[Your task]:
Start at the line containing "Teacher note: locate the bare" and transcribe every line exactly through the end of the records below, and only those lines.

[Items]:
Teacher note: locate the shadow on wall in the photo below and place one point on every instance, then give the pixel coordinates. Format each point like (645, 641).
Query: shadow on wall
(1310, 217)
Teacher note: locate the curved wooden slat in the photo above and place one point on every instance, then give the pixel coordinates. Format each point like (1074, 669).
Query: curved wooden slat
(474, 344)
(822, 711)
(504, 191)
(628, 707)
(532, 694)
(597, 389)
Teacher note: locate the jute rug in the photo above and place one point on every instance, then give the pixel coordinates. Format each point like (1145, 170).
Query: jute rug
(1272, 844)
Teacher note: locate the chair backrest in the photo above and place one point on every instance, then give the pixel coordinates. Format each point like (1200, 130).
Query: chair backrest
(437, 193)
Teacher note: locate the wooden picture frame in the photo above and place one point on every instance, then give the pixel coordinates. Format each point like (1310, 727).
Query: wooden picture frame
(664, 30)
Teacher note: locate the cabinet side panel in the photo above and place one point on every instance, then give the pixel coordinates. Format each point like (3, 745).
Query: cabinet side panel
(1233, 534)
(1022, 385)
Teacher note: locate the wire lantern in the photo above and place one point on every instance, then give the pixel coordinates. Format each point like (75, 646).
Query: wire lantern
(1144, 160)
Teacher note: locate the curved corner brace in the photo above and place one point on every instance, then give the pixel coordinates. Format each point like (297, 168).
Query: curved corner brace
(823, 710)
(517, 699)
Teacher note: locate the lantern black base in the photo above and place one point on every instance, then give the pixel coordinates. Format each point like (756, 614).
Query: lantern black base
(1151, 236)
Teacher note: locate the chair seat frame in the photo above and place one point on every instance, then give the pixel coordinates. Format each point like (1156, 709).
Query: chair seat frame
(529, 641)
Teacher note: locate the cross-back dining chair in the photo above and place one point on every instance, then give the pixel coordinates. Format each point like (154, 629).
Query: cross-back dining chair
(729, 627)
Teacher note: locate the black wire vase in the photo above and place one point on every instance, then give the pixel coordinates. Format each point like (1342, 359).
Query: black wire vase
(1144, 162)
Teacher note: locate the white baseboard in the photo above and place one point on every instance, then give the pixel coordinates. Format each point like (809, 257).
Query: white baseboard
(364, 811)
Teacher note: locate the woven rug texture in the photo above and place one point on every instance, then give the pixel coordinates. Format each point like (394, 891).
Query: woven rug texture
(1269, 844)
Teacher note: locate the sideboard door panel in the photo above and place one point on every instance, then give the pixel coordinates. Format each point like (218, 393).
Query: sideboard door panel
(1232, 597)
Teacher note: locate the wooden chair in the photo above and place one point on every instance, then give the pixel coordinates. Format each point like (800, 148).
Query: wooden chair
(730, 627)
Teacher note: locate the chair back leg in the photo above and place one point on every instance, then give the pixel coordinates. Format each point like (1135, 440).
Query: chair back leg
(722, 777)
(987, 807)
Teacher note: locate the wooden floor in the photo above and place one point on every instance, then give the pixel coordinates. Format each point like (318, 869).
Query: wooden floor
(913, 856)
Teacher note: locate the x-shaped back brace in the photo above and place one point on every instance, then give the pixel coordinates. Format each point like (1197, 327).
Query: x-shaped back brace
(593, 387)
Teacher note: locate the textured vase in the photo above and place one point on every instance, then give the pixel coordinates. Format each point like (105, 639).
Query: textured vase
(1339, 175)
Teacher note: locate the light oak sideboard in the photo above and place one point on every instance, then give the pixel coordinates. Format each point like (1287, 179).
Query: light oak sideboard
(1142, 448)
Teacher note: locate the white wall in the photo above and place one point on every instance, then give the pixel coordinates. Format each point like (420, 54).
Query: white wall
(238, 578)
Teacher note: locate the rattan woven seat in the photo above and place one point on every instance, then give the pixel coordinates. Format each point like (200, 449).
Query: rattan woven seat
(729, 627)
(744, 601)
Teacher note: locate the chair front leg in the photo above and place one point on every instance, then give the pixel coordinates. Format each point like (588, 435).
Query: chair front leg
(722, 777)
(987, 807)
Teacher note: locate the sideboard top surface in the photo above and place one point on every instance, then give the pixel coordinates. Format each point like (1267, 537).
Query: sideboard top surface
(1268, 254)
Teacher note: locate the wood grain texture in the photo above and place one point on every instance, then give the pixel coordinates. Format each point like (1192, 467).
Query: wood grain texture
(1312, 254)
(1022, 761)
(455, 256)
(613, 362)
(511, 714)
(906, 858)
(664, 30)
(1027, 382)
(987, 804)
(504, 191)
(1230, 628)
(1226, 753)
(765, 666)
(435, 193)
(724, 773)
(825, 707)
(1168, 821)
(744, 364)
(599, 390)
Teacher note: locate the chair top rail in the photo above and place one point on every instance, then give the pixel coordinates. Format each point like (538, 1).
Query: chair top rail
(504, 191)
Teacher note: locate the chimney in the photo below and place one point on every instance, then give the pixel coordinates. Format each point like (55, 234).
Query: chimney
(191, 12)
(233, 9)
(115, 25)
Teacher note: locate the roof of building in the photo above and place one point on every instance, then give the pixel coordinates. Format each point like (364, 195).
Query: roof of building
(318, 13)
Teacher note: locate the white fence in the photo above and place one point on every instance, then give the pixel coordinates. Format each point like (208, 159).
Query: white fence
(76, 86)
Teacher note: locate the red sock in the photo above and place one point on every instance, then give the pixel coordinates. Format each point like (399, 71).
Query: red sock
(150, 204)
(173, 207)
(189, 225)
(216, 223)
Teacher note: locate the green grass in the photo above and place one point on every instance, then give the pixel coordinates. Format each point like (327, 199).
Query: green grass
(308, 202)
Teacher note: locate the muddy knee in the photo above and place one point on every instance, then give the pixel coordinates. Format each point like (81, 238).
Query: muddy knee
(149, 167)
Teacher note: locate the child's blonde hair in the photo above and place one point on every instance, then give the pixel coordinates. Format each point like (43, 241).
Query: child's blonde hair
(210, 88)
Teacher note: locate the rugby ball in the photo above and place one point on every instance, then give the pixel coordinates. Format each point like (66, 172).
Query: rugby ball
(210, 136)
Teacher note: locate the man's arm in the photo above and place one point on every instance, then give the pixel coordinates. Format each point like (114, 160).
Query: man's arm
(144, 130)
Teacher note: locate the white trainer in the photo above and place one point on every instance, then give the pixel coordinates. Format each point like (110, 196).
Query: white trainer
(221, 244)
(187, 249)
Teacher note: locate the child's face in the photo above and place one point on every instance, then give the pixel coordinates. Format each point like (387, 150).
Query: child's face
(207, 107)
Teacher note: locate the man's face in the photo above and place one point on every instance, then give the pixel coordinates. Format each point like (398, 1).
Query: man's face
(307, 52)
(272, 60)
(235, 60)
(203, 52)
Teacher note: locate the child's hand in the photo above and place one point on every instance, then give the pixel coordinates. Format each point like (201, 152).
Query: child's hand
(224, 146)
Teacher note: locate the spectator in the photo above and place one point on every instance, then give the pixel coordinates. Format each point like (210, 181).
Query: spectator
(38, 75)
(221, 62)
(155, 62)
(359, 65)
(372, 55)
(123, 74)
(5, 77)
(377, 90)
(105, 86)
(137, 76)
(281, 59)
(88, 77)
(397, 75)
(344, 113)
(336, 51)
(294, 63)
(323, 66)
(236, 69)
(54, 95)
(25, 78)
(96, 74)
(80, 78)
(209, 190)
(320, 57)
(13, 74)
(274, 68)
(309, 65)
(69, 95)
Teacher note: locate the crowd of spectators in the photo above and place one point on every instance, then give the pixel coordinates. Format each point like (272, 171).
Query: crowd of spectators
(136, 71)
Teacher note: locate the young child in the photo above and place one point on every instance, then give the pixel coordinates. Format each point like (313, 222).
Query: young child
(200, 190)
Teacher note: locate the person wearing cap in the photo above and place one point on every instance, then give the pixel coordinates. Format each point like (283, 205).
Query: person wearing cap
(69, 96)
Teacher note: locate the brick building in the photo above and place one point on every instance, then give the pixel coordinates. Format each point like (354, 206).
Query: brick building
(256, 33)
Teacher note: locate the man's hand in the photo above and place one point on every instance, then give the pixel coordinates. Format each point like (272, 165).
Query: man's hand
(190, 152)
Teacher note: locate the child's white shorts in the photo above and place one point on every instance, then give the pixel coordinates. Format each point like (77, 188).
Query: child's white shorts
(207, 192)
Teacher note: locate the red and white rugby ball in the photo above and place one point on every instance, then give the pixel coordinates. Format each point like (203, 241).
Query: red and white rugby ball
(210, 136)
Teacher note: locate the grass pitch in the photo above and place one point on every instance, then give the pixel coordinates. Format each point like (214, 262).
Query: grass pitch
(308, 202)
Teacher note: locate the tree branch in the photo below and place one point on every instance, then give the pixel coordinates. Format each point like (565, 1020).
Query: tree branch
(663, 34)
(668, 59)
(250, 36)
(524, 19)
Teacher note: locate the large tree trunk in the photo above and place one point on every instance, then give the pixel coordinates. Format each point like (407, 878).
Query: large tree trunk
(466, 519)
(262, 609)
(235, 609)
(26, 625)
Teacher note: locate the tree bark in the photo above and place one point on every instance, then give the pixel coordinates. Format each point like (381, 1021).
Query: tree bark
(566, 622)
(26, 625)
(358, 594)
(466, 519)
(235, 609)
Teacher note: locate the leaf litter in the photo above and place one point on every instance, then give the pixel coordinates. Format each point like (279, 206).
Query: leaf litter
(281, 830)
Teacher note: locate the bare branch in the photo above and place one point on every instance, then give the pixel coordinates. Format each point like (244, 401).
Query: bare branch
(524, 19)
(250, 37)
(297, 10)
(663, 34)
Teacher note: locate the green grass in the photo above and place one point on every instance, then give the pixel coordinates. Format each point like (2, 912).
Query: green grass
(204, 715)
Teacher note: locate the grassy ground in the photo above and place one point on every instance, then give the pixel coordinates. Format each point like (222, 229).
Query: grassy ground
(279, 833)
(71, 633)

[Answer to this task]:
Teacher note: locate the bare branch in the photo above and place one point on every instance, then give the pixel coordinates. Format each point like (244, 401).
Query: bare branch
(524, 19)
(250, 37)
(297, 10)
(663, 34)
Teacher note: locate the green grass in the photo above and place one point on every instance, then give the pixel coordinates. Format each point like (2, 912).
Query: green grass
(204, 715)
Teacher note: locate the grassy ground in the photo above and place one point on every instance, then give the pixel coordinates. Format each point like (222, 229).
Query: grassy ground
(279, 833)
(71, 633)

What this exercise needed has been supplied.